Instructions to follow = Count the lines in the entries below that contain the string "seat", treating uppercase and lowercase letters as different. Reply with the number alone.

Data for the task =

-.-.-

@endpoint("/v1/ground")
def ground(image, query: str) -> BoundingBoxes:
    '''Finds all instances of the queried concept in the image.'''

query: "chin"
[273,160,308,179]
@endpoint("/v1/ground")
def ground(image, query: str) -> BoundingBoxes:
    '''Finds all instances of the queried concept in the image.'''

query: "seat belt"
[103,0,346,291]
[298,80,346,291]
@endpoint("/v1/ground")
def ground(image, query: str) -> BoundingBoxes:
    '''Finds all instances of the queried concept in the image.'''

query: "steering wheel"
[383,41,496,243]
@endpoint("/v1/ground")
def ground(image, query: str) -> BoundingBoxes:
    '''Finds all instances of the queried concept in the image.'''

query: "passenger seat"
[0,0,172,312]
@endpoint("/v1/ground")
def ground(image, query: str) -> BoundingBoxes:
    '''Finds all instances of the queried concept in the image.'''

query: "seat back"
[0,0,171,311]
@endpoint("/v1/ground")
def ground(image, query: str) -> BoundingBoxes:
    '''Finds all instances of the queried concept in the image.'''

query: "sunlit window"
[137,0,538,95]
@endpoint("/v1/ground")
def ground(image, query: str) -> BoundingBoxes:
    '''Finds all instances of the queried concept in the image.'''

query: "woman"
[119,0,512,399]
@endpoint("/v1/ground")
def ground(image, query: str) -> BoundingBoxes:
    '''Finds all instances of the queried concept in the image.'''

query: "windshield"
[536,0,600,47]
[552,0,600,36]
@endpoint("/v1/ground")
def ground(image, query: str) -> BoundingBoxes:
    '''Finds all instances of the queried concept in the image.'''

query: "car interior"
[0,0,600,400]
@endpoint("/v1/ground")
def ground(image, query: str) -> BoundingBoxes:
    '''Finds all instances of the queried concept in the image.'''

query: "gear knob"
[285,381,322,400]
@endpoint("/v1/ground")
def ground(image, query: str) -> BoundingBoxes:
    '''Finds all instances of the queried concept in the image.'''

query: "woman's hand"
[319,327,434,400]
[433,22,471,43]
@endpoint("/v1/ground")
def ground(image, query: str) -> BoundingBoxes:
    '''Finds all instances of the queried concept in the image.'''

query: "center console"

-.-.-

Full answer = 3